» **Exercise instructions**
Repeat every line below exactly as it reads.

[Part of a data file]
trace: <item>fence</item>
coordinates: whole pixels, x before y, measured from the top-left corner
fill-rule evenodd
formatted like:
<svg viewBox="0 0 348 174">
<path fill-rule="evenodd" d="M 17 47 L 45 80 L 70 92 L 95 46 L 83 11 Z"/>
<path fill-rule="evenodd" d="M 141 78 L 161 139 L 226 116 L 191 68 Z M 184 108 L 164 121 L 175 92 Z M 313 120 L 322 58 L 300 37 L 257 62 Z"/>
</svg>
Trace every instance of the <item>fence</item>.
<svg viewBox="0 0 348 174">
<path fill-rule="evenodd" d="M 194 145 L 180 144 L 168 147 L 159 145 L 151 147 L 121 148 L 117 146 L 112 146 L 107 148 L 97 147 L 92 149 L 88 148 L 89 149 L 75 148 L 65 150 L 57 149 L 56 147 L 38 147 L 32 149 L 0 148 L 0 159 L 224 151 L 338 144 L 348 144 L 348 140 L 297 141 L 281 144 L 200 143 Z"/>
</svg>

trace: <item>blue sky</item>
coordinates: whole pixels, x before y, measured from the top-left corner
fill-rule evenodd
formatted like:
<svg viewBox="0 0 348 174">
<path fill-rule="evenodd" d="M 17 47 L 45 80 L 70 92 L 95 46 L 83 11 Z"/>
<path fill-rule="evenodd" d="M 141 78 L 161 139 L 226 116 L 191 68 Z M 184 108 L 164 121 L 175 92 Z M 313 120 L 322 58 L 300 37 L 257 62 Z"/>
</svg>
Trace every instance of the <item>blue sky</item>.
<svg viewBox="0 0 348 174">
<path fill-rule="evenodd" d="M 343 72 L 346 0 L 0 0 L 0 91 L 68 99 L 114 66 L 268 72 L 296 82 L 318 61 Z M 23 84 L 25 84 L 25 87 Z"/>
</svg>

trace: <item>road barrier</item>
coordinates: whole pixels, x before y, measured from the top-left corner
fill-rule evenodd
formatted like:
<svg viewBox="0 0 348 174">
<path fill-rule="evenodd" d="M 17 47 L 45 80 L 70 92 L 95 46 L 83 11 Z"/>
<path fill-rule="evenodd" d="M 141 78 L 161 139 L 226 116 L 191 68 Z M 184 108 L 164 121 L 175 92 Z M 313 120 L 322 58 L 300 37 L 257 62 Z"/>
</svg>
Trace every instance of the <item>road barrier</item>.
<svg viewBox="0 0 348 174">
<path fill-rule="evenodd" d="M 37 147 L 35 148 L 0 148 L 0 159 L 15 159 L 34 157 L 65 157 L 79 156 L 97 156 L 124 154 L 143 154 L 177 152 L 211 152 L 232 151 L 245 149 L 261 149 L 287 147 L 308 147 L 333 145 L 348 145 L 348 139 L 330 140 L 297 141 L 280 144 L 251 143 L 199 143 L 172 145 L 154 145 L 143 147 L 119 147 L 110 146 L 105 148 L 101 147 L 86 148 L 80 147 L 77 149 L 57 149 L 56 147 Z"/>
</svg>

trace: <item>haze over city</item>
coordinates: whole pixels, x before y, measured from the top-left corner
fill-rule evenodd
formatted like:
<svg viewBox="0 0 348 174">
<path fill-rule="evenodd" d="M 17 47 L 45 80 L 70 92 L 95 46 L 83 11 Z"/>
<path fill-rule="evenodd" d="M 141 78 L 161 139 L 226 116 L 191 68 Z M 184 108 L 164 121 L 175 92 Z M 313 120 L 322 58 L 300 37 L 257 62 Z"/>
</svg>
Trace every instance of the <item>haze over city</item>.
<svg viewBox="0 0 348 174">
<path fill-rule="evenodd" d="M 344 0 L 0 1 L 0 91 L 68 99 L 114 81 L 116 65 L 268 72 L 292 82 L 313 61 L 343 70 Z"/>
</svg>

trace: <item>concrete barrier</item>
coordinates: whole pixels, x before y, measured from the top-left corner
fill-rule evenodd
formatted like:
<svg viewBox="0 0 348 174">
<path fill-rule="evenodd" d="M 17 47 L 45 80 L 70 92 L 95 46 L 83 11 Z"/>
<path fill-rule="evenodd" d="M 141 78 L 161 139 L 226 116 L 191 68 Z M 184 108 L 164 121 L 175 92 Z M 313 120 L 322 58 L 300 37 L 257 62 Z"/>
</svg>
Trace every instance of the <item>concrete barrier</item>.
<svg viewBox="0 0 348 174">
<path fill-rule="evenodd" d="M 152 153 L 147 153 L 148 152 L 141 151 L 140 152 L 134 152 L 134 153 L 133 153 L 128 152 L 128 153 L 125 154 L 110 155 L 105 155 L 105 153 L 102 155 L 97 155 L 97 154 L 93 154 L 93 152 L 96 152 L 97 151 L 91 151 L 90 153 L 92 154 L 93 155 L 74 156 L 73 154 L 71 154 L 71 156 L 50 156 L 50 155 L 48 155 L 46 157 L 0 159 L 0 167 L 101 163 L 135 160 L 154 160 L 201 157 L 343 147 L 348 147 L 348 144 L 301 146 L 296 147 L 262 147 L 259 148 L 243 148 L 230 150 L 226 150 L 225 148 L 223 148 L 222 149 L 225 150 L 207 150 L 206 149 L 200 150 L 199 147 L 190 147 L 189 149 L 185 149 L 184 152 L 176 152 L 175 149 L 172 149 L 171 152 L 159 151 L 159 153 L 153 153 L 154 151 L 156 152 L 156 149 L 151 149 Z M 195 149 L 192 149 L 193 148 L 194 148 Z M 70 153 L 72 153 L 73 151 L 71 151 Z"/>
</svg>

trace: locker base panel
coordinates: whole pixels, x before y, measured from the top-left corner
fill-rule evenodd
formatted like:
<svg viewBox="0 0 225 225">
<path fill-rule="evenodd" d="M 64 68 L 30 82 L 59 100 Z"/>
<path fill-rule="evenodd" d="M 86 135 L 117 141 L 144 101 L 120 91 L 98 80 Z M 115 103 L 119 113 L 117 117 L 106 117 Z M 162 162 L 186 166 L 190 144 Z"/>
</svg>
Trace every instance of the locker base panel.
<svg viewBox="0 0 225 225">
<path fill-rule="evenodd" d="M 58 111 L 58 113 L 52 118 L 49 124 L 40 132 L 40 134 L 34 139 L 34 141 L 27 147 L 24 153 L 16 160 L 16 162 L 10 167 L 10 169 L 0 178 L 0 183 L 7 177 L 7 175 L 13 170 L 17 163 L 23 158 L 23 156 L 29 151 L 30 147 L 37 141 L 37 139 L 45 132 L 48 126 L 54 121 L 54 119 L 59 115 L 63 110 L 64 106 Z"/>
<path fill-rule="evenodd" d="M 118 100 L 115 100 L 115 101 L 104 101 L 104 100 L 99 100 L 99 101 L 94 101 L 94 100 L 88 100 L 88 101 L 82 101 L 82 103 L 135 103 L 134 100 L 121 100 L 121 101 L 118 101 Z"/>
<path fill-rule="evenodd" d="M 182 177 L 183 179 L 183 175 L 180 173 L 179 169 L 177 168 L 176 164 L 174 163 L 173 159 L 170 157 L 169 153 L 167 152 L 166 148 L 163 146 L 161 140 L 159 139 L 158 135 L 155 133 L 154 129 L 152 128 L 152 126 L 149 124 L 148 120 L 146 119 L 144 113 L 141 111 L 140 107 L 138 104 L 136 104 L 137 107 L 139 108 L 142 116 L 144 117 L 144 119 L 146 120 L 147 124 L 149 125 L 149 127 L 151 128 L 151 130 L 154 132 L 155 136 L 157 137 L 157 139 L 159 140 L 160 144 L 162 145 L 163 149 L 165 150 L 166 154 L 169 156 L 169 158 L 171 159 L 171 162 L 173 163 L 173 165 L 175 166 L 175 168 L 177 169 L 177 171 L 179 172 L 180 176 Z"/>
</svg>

» **Finished exercise**
trace: <item>fence</item>
coordinates: whole pixels, x before y, measured from the top-left corner
fill-rule evenodd
formatted like:
<svg viewBox="0 0 348 174">
<path fill-rule="evenodd" d="M 17 47 L 45 80 L 70 92 L 95 46 L 83 11 Z"/>
<path fill-rule="evenodd" d="M 141 78 L 161 139 L 226 116 L 191 68 Z M 184 108 L 164 121 L 175 92 Z M 313 120 L 322 58 L 300 37 L 257 62 Z"/>
</svg>
Trace every instance of the <item>fence</item>.
<svg viewBox="0 0 348 174">
<path fill-rule="evenodd" d="M 194 145 L 180 144 L 168 147 L 159 145 L 151 147 L 121 148 L 117 146 L 112 146 L 107 148 L 97 147 L 92 149 L 88 148 L 89 149 L 75 148 L 65 150 L 57 149 L 56 147 L 38 147 L 32 149 L 0 148 L 0 159 L 224 151 L 338 144 L 348 144 L 348 140 L 297 141 L 281 144 L 200 143 Z"/>
</svg>

trace: <item>blue sky</item>
coordinates: whole pixels, x before y, measured from the top-left corner
fill-rule evenodd
formatted like:
<svg viewBox="0 0 348 174">
<path fill-rule="evenodd" d="M 17 47 L 45 80 L 70 92 L 95 46 L 83 11 Z"/>
<path fill-rule="evenodd" d="M 141 78 L 161 139 L 226 116 L 191 68 Z M 184 108 L 164 121 L 175 92 Z M 313 120 L 322 58 L 300 37 L 257 62 Z"/>
</svg>
Trace every instance of the <item>blue sky</item>.
<svg viewBox="0 0 348 174">
<path fill-rule="evenodd" d="M 343 72 L 346 0 L 0 0 L 0 91 L 68 99 L 114 66 L 268 72 L 296 82 L 318 61 Z M 23 84 L 25 84 L 25 87 Z"/>
</svg>

trace: <item>road barrier</item>
coordinates: whole pixels, x before y, measured from the top-left corner
fill-rule evenodd
formatted like:
<svg viewBox="0 0 348 174">
<path fill-rule="evenodd" d="M 17 47 L 45 80 L 70 92 L 95 46 L 83 11 Z"/>
<path fill-rule="evenodd" d="M 141 78 L 161 139 L 226 116 L 191 68 Z M 184 108 L 164 121 L 175 92 Z M 313 120 L 322 58 L 300 37 L 257 62 Z"/>
</svg>
Trace every instance of the <item>road barrier</item>.
<svg viewBox="0 0 348 174">
<path fill-rule="evenodd" d="M 37 147 L 35 148 L 0 148 L 0 159 L 15 159 L 34 157 L 65 157 L 79 156 L 97 156 L 124 154 L 143 154 L 177 152 L 211 152 L 232 151 L 245 149 L 261 149 L 287 147 L 308 147 L 333 145 L 348 145 L 348 139 L 330 140 L 297 141 L 280 144 L 251 143 L 199 143 L 172 145 L 154 145 L 143 147 L 119 147 L 110 146 L 105 148 L 101 147 L 86 148 L 80 147 L 77 149 L 57 149 L 56 147 Z"/>
</svg>

trace: <item>haze over city</item>
coordinates: whole pixels, x before y, measured from the top-left corner
fill-rule evenodd
formatted like:
<svg viewBox="0 0 348 174">
<path fill-rule="evenodd" d="M 17 47 L 45 80 L 70 92 L 95 46 L 83 11 Z"/>
<path fill-rule="evenodd" d="M 141 78 L 161 139 L 226 116 L 191 68 Z M 184 108 L 164 121 L 175 92 Z M 313 120 L 322 58 L 300 37 L 257 62 Z"/>
</svg>
Trace every instance of the <item>haze over city</item>.
<svg viewBox="0 0 348 174">
<path fill-rule="evenodd" d="M 344 0 L 0 1 L 0 91 L 68 99 L 114 81 L 116 65 L 268 72 L 292 82 L 313 61 L 343 70 Z"/>
</svg>

trace: <item>concrete barrier</item>
coordinates: whole pixels, x before y, measured from the top-left corner
fill-rule evenodd
formatted like:
<svg viewBox="0 0 348 174">
<path fill-rule="evenodd" d="M 17 47 L 45 80 L 70 92 L 95 46 L 83 11 Z"/>
<path fill-rule="evenodd" d="M 141 78 L 161 139 L 226 116 L 191 68 Z M 184 108 L 164 121 L 175 92 Z M 313 120 L 322 58 L 300 37 L 257 62 Z"/>
</svg>
Trace every instance of the <item>concrete barrier</item>.
<svg viewBox="0 0 348 174">
<path fill-rule="evenodd" d="M 152 153 L 147 153 L 148 152 L 141 151 L 140 152 L 134 152 L 134 153 L 133 153 L 128 152 L 128 153 L 125 154 L 110 155 L 105 155 L 105 153 L 102 155 L 97 155 L 97 154 L 93 154 L 93 152 L 96 152 L 97 151 L 91 151 L 90 153 L 92 154 L 93 155 L 74 156 L 73 154 L 71 154 L 71 156 L 50 156 L 50 155 L 48 155 L 46 157 L 0 159 L 0 167 L 101 163 L 135 160 L 154 160 L 201 157 L 343 147 L 348 147 L 348 144 L 301 146 L 296 147 L 262 147 L 259 148 L 243 148 L 230 150 L 226 150 L 225 148 L 223 148 L 222 149 L 225 150 L 207 150 L 206 149 L 200 150 L 199 147 L 190 147 L 189 149 L 185 149 L 184 152 L 176 152 L 175 149 L 172 149 L 171 152 L 159 151 L 159 153 L 153 153 L 154 151 L 156 152 L 156 149 L 151 149 Z M 195 149 L 192 149 L 193 148 L 194 148 Z M 70 153 L 72 153 L 73 151 L 71 151 Z"/>
</svg>

trace: locker base panel
coordinates: whole pixels, x before y, measured from the top-left corner
fill-rule evenodd
formatted like:
<svg viewBox="0 0 225 225">
<path fill-rule="evenodd" d="M 64 68 L 30 82 L 59 100 Z"/>
<path fill-rule="evenodd" d="M 86 135 L 117 141 L 144 101 L 120 91 L 98 80 Z M 115 103 L 119 113 L 117 117 L 106 117 Z M 162 162 L 186 166 L 190 144 Z"/>
</svg>
Trace every instance of the locker base panel.
<svg viewBox="0 0 225 225">
<path fill-rule="evenodd" d="M 58 111 L 58 113 L 52 118 L 49 124 L 40 132 L 40 134 L 34 139 L 34 141 L 27 147 L 24 153 L 16 160 L 16 162 L 10 167 L 10 169 L 0 178 L 0 183 L 7 177 L 7 175 L 13 170 L 17 163 L 23 158 L 23 156 L 29 151 L 30 147 L 37 141 L 37 139 L 45 132 L 48 126 L 54 121 L 54 119 L 59 115 L 63 110 L 64 106 Z"/>
<path fill-rule="evenodd" d="M 118 100 L 115 100 L 115 101 L 104 101 L 104 100 L 99 100 L 99 101 L 94 101 L 94 100 L 88 100 L 88 101 L 82 101 L 82 103 L 135 103 L 134 100 L 121 100 L 121 101 L 118 101 Z"/>
<path fill-rule="evenodd" d="M 182 177 L 183 179 L 183 175 L 180 173 L 179 169 L 177 168 L 176 164 L 174 163 L 173 159 L 170 157 L 169 153 L 167 152 L 166 148 L 163 146 L 161 140 L 159 139 L 158 135 L 155 133 L 154 129 L 152 128 L 152 126 L 149 124 L 148 120 L 146 119 L 144 113 L 141 111 L 140 107 L 138 104 L 136 104 L 137 107 L 139 108 L 142 116 L 144 117 L 144 119 L 146 120 L 147 124 L 149 125 L 149 127 L 151 128 L 151 130 L 154 132 L 155 136 L 157 137 L 157 139 L 159 140 L 160 144 L 162 145 L 163 149 L 165 150 L 166 154 L 169 156 L 169 158 L 171 159 L 171 162 L 173 163 L 173 165 L 175 166 L 175 168 L 177 169 L 177 171 L 179 172 L 180 176 Z"/>
</svg>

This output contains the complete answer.